++++ GIVEN DATA
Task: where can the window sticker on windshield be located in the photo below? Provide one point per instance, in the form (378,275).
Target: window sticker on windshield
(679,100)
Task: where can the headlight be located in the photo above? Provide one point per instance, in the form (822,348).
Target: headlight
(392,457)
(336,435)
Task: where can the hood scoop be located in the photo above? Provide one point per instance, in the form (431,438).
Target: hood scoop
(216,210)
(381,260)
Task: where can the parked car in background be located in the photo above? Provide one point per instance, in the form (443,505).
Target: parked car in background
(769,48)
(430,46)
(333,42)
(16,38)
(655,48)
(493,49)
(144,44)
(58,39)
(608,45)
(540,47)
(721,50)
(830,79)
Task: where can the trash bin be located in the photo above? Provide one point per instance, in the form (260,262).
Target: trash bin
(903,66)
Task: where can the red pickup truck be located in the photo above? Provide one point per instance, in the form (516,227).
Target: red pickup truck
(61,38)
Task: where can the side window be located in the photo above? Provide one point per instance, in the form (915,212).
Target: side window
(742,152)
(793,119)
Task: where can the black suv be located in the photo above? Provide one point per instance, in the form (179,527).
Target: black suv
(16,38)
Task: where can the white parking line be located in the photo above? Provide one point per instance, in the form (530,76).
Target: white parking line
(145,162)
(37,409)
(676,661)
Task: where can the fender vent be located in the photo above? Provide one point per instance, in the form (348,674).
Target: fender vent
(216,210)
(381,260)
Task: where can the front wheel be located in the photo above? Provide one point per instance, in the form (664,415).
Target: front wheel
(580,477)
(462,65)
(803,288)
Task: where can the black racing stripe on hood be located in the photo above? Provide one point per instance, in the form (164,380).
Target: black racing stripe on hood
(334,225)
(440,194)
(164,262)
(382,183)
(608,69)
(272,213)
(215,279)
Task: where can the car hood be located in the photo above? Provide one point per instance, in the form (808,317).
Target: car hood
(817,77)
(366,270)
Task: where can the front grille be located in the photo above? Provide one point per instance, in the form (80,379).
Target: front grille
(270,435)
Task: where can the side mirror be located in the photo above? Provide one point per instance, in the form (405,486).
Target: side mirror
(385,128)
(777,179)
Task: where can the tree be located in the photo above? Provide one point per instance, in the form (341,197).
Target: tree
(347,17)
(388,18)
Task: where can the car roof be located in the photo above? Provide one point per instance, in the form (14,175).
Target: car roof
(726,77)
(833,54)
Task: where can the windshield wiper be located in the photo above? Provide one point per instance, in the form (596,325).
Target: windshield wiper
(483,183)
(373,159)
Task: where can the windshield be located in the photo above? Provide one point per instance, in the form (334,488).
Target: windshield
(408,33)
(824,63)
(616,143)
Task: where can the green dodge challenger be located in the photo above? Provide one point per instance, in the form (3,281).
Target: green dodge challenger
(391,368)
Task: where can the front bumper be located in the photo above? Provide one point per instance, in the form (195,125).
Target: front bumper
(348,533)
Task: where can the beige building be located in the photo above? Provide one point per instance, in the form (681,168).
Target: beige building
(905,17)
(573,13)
++++++++
++++ GIVEN DATA
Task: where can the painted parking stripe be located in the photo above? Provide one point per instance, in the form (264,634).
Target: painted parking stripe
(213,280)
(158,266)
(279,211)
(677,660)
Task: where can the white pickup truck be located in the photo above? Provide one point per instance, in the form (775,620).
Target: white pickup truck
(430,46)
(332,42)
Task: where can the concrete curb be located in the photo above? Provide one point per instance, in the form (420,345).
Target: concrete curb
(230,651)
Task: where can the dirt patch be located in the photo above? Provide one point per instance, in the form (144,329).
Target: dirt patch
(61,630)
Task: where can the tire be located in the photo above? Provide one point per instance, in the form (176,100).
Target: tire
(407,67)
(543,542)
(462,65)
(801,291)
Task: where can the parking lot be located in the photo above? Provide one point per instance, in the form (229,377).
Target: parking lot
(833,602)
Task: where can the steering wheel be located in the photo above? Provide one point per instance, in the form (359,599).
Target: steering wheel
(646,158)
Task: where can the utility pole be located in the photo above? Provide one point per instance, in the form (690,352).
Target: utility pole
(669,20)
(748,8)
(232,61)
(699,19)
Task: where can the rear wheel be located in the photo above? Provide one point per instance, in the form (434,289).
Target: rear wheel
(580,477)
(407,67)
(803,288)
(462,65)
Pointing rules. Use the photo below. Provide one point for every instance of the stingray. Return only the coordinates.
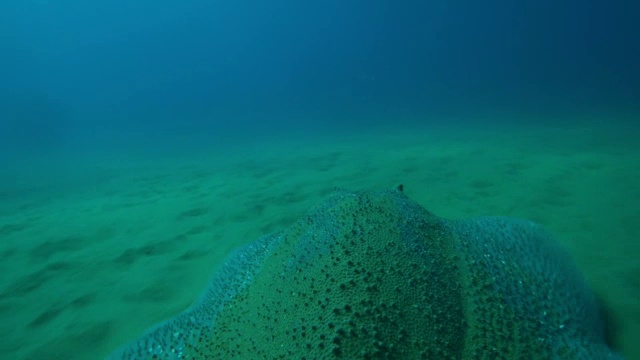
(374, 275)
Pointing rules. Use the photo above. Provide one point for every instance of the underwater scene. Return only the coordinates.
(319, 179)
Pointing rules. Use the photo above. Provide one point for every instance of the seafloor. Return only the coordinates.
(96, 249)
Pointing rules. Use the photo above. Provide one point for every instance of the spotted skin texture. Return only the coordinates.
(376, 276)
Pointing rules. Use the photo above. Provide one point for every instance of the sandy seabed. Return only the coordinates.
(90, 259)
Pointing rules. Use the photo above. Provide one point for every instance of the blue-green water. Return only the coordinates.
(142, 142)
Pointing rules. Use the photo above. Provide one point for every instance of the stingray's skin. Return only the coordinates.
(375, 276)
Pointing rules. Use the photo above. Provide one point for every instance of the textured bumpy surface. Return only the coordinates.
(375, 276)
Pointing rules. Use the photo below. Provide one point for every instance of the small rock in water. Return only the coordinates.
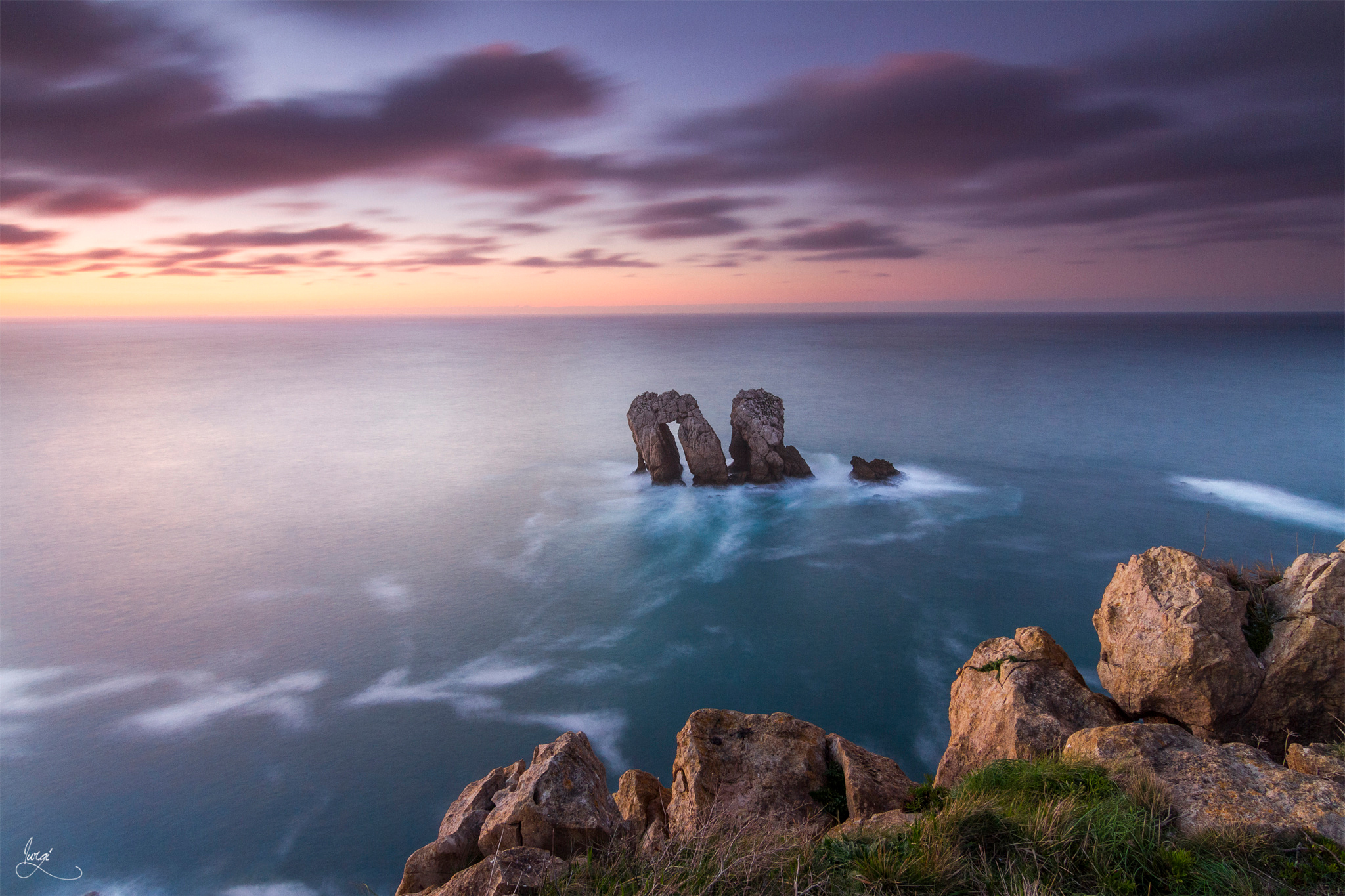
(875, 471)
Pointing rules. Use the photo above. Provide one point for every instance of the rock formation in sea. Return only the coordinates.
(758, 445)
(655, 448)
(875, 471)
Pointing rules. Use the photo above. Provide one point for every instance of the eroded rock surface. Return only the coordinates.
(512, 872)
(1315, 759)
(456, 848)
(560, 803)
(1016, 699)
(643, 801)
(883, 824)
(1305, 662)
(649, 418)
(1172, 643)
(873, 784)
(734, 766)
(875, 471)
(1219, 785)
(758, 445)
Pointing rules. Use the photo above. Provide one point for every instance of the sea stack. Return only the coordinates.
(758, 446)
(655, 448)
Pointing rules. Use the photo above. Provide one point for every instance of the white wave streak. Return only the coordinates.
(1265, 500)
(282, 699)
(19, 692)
++++++++
- [TASK OBJECTIVE]: Gather every row above that contains the word "grille" and copy each one out in full. Case counts, so match the capitalization.

- [WRITTEN RESPONSE]:
Task: where can the front grille be located in the photo above? Provide one point per instance, in the form (80,379).
Target: front grille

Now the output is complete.